A block of data:
□ □ □ □ □ □ □

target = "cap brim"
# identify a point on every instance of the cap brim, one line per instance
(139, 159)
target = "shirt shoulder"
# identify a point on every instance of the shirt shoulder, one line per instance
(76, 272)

□ □ □ □ □ □ □

## [DESCRIPTION OF THE TASK]
Copy out every one of the entries above line for line, keeping each character unchanged.

## [EXERCISE ANSWER]
target = "cap brim"
# identify a point on every instance of the cap brim, one line per instance
(139, 159)
target = "shirt shoulder"
# identify a point on every instance of the shirt shoulder, one line per instance
(76, 272)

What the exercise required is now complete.